▸ Task: Please arrange every line of the records below into a numbered list, omitting any blank lines.

▸ Excerpts from a dataset on object pointing:

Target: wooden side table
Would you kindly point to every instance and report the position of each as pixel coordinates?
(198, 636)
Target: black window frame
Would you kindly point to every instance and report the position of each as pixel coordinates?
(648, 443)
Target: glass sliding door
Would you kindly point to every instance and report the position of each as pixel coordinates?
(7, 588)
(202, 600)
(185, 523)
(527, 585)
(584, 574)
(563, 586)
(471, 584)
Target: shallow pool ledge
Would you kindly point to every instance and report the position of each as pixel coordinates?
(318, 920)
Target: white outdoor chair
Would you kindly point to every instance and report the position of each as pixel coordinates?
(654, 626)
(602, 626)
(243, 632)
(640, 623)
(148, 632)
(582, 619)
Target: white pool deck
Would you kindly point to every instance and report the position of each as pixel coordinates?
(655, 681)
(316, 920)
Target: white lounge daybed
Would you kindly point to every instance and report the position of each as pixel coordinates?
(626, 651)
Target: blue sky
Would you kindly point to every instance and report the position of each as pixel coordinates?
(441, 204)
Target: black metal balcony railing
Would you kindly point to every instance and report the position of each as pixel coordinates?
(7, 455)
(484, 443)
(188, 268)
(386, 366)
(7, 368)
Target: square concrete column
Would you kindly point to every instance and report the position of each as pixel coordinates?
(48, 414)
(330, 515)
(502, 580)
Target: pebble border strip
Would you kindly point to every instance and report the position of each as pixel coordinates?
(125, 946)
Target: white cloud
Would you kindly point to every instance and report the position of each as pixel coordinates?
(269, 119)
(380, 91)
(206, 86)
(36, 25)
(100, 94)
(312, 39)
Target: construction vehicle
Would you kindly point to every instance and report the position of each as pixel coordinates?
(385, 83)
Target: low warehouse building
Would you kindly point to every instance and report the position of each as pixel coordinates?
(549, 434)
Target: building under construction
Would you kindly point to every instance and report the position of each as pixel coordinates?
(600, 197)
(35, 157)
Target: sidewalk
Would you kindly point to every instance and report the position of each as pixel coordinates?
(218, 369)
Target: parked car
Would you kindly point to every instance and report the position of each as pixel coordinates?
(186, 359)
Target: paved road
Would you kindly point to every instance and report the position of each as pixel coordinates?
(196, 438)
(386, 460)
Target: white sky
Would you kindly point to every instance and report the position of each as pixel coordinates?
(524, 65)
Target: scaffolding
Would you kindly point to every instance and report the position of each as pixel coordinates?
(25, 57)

▸ Task solution:
1. Target: wooden side table
2. Would you kindly point to every instance and report the position of each as pixel coordinates?
3. (198, 636)
4. Target: black window frame
5. Would you kindly point to every instance and report the position of each as pixel coordinates?
6. (648, 443)
7. Target: glass sliding door
8. Would you kindly point to every instance and report the position of each as pixel coordinates?
9. (7, 588)
10. (202, 600)
11. (185, 523)
12. (527, 585)
13. (584, 574)
14. (563, 586)
15. (471, 584)
16. Target: shallow pool ledge
17. Would you kindly point to every instance and report the position of each as pixel coordinates?
18. (318, 920)
19. Target: white outdoor chair
20. Would you kindly point to every instance and report the position of each as pixel coordinates?
21. (654, 626)
22. (602, 626)
23. (243, 632)
24. (640, 623)
25. (148, 632)
26. (582, 619)
27. Target: white pool deck
28. Would you kindly point to every instance and report the position of each as pixel coordinates?
29. (655, 681)
30. (316, 920)
31. Target: white lounge daybed
32. Would you kindly point to every instance and report the position of each as pixel coordinates?
33. (626, 651)
34. Target: blue sky
35. Would you kindly point to every instance and report the position of each as pixel coordinates?
36. (441, 204)
37. Target: black metal balcony railing
38. Would you kindly point to every instance and report the position of each as pixel coordinates?
39. (7, 455)
40. (484, 443)
41. (188, 268)
42. (386, 366)
43. (7, 368)
44. Target: square concrete column
45. Would you kindly point to every instance and report the position of each as pixel coordinates?
46. (48, 414)
47. (330, 515)
48. (502, 580)
49. Target: pebble border strip
50. Would you kindly point to every instance and report the position of each as pixel coordinates?
51. (125, 946)
52. Target: white cloud
53. Would you kindly point to every instance and report the position of each as pixel coordinates?
54. (269, 119)
55. (380, 91)
56. (206, 86)
57. (36, 25)
58. (100, 94)
59. (312, 39)
60. Target: construction vehicle
61. Would you kindly point to every instance and report the position of each as pixel coordinates?
62. (385, 83)
63. Target: low warehouse building
64. Would you kindly point to every instance and report the position of each as pixel coordinates?
65. (549, 434)
66. Target: building under construction
67. Would you kindly point to every instance and report the position of each as pixel coordinates?
68. (600, 197)
69. (35, 157)
70. Target: sidewalk
71. Would you kindly point to every instance and report the position of each as pixel coordinates?
72. (218, 369)
73. Target: parked car
74. Would you kindly point to every instance and report the position of each as pixel coordinates?
75. (186, 359)
76. Target: paved road
77. Would you kindly point to every instance and report the position of each as pixel coordinates?
78. (196, 438)
79. (386, 460)
80. Target: white sky
81. Would you kindly point to every instance and report the position of each as pixel coordinates?
82. (524, 65)
83. Target: scaffolding
84. Would you kindly point to every instance and report the position of each as pixel coordinates?
85. (25, 57)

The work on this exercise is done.